▸ **Goal**
Give the data again exactly as written, skipping any pictures.

▸ **Dataset rows**

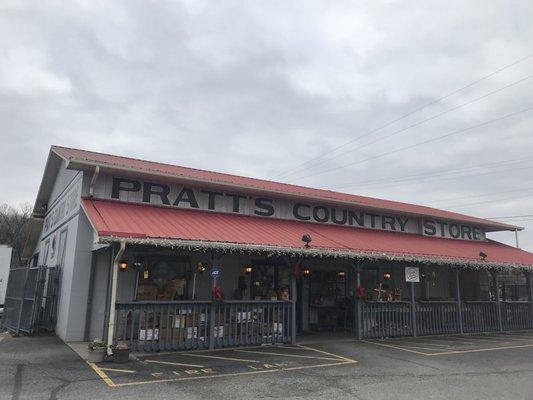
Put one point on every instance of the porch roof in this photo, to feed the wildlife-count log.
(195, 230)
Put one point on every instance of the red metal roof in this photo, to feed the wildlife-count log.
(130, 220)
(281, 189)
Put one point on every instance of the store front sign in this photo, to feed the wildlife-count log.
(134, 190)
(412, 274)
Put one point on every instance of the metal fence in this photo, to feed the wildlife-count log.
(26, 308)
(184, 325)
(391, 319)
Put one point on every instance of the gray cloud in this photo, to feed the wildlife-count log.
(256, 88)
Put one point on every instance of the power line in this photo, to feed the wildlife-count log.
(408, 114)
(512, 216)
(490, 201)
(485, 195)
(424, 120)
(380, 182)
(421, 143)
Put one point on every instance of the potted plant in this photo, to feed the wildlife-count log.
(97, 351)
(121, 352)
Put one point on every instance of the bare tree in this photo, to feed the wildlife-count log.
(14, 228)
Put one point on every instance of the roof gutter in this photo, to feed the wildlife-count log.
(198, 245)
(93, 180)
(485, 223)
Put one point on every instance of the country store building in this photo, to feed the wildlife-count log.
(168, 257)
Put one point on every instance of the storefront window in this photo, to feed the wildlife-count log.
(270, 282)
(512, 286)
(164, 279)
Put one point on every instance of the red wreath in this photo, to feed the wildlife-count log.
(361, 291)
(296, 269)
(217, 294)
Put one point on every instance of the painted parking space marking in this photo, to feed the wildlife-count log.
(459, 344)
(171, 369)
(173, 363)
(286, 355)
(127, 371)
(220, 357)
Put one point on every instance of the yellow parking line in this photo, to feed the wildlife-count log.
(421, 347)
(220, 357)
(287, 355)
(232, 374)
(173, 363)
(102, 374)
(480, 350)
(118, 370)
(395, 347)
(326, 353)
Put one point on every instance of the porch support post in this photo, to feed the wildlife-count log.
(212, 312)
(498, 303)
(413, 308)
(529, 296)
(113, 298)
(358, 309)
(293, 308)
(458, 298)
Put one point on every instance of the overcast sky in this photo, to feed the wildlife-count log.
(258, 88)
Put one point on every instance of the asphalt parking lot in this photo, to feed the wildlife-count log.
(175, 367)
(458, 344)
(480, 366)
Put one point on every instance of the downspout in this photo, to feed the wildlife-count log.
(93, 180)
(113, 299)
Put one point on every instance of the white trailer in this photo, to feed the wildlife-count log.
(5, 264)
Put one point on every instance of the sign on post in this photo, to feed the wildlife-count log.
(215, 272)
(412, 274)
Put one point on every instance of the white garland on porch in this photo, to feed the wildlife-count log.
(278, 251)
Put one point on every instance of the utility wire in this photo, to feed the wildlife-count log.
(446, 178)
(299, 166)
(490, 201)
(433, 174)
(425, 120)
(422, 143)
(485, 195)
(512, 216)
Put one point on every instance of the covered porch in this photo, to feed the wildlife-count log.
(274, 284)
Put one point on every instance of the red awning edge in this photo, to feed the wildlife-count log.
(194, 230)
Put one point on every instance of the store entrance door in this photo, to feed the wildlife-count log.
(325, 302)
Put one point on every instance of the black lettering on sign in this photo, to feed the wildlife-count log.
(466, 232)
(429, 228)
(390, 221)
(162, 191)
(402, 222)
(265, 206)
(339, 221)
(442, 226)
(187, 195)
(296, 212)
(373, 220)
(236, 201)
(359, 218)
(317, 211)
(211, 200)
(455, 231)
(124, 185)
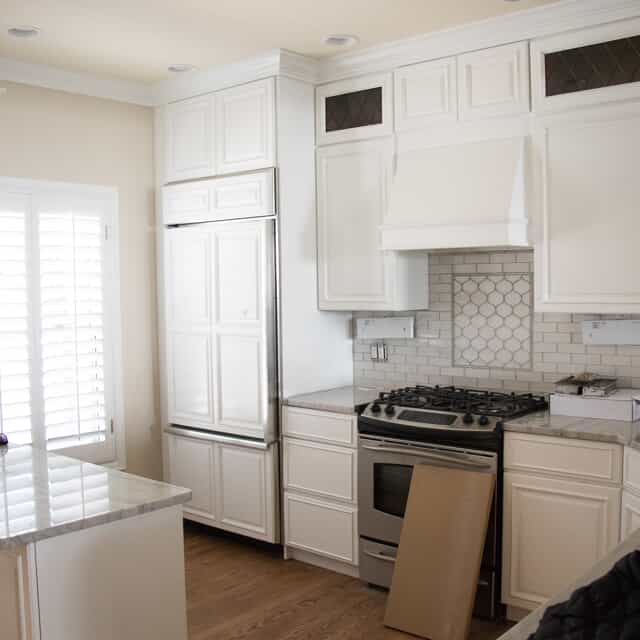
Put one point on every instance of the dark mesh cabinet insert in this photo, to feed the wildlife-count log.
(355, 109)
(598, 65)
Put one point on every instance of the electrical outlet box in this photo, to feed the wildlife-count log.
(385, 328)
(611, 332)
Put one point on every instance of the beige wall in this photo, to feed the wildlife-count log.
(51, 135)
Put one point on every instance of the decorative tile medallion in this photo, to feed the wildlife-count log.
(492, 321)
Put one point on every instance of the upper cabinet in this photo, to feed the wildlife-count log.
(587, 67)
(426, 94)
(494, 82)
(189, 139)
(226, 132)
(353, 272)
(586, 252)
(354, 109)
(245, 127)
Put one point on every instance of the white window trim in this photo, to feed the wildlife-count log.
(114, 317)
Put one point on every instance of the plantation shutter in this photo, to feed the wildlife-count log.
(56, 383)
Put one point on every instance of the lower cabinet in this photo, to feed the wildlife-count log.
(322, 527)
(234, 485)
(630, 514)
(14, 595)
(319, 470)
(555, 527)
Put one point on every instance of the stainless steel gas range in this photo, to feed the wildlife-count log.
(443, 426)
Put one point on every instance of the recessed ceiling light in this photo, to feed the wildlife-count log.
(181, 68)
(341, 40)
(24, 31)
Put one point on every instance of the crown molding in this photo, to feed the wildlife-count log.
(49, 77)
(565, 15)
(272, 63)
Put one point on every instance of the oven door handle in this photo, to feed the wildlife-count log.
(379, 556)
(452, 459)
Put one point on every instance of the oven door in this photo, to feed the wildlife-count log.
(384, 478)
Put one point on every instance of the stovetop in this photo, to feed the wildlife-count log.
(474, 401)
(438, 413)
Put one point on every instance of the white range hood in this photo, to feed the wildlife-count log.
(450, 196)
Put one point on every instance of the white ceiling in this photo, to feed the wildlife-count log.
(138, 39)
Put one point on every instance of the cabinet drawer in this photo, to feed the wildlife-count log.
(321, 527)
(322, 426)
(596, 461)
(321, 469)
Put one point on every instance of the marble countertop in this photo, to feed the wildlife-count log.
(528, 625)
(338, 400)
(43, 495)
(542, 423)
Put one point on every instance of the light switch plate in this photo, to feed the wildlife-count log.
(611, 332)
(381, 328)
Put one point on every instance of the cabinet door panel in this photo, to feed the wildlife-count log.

▸ **Task answer**
Put one point on every instance of the porch roof in this photo, to feed the wildlife-count log.
(195, 230)
Put one point on every instance of the red metal roof in this photo, to feed the wildlife-count log.
(130, 220)
(281, 189)
Put one point on every instance of the store front sign in this photo, to feed the wildlife-count log.
(134, 190)
(412, 274)
Put one point on every instance of the metal fence in this photo, to feed the wildlife-count log.
(26, 308)
(184, 325)
(391, 319)
Put one point on every instance of the gray cloud in this photo, to feed the wildlife-count log.
(256, 88)
Put one point on every instance of the power line in this photo, to feed the wildlife-count log.
(408, 114)
(512, 216)
(490, 201)
(485, 195)
(424, 120)
(380, 182)
(421, 143)
Put one point on every instance of the potted plant in this photo, to feed the wildlife-count log.
(97, 351)
(121, 352)
Put one point on every instance of the bare tree in this photo, to feed the wildlife-count log.
(14, 228)
Put one point on every instance of the roof gutter in this photo, to feed the wildlife-count log.
(198, 245)
(93, 180)
(485, 223)
Put one point on every instance of the country store building in this photo, to feed the wildlife-count log.
(168, 257)
Put one point on every instance of the storefront window in this photo, to feed the wildlife-count log.
(270, 282)
(512, 286)
(164, 279)
Put one point on every instance of the red wreath in this photo, to feed the wildlife-count log.
(361, 291)
(296, 269)
(217, 294)
Put one point on every instance of the painted parking space marking in this photo, to feed the wildlife-count log.
(459, 344)
(171, 369)
(173, 363)
(286, 355)
(127, 371)
(220, 357)
Put one point on every instance of the yellow parking line in this photo, to feed the wildlife-count log.
(421, 347)
(220, 357)
(287, 355)
(232, 374)
(173, 363)
(102, 374)
(480, 350)
(118, 370)
(395, 347)
(326, 353)
Put one point on every instance of the porch support post in this photo, to feed the wildlife-count log.
(212, 312)
(498, 303)
(413, 308)
(529, 296)
(113, 298)
(358, 309)
(293, 308)
(458, 298)
Put one point on every instance of the overcast sky in this photo, to feed the wildlife-count log.
(258, 88)
Put one point on every instance of the asphalt parking lot in this photo, to feed the wildlife-count log.
(175, 367)
(458, 344)
(480, 366)
Put one point on every instance of the downspout in this photo, to feed the wildlife-count log.
(93, 180)
(113, 299)
Put one point on every instance of the white trailer in this photo, to feed the wildlife-count log.
(5, 264)
Put one point on every instance of the sign on post in this photo, to feed the wildlife-count log.
(215, 272)
(412, 274)
Put one point on every instance of the white garland on porch in this photo, to feed the wildlife-count log.
(278, 251)
Put one point on every instance of the utility wire in this photo, to feed the wildlife-count log.
(446, 178)
(299, 166)
(490, 201)
(433, 174)
(425, 120)
(422, 143)
(485, 195)
(512, 216)
Put one point on every instance of the covered porch in this photo, to feed the wildlife-count log.
(274, 284)
Put one point on every instance of the red awning edge in this photo, to feed the wildlife-count log.
(194, 230)
Put one point on every instance of the store entrance door in this photo, to feed the wildlife-count log.
(325, 302)
Put one point on every instance of the black lettering on sign in this photo, to feed the wildlife-count log.
(466, 232)
(429, 228)
(390, 221)
(162, 191)
(402, 222)
(265, 206)
(339, 221)
(442, 226)
(187, 195)
(296, 212)
(373, 220)
(236, 201)
(359, 218)
(317, 211)
(211, 200)
(455, 231)
(124, 185)
Put one point on every instance of the dark mesh cabinet insert in this photo, to feed the wildlife-count log.
(355, 109)
(598, 65)
Put one point on every instance of the electrical outlet box in this photo, to feed the wildlife-count log.
(385, 328)
(611, 332)
Put one point on every instance of the beige wall in this photo, to feed the wildlife-count log.
(51, 135)
Put one point on every instance of the decorative tile medallion in this photo, to feed the wildlife-count log.
(492, 321)
Put one point on every instance of the upper cabinet in this photo, to feed the wildlife-count log.
(587, 67)
(426, 94)
(494, 82)
(189, 139)
(226, 132)
(353, 272)
(586, 252)
(354, 109)
(245, 127)
Put one point on every instance of the white window trim in this photo, to feed the wildlife-count log.
(114, 317)
Put one point on every instance of the plantation shutter in this photo, to feed the wildlife-count log.
(56, 383)
Put one point on every instance of the lower cabinet in this photo, to feed the wildlife-count log.
(322, 527)
(234, 485)
(630, 514)
(14, 595)
(319, 470)
(555, 527)
Put one point on every instance of the stainless steel gas range in this photo, to feed the wildlife-count log.
(443, 426)
Put one point on every instance of the recessed ceiling light in this photo, to feed the wildlife-count log.
(181, 68)
(341, 40)
(24, 31)
Put one point on every instance of the crown molding in this photo, to feed the wildlife-count log.
(49, 77)
(565, 15)
(272, 63)
Put one point on every instance of the oven door handle in this photo, to feed the wildlife-count log.
(379, 556)
(452, 459)
Put one point on every instance of the oven door in this photo, to feed the wildlife-count log.
(384, 478)
Put one point on every instance of the stovetop in this photo, to feed the wildlife-count log.
(474, 401)
(438, 413)
Put one point on every instance of the white range hood in this photo, to feed the wildlife-count log.
(450, 196)
Put one point on every instance of the white ceiling in this photo, to feed the wildlife-count log.
(138, 39)
Put one point on every instance of the cabinet drawer in this photo, to feed the wildlife-count log.
(321, 527)
(322, 426)
(596, 461)
(321, 469)
Put one point on every instance of the marble countertop in this photo, to feed the wildlife-count log.
(528, 625)
(338, 400)
(43, 495)
(542, 423)
Put one point on every instance of the light switch plate in this photo, to feed the wildlife-count log.
(611, 332)
(381, 328)
Put one point on every instance of the cabinet door panel in this photo, to feed the wildlife-count log.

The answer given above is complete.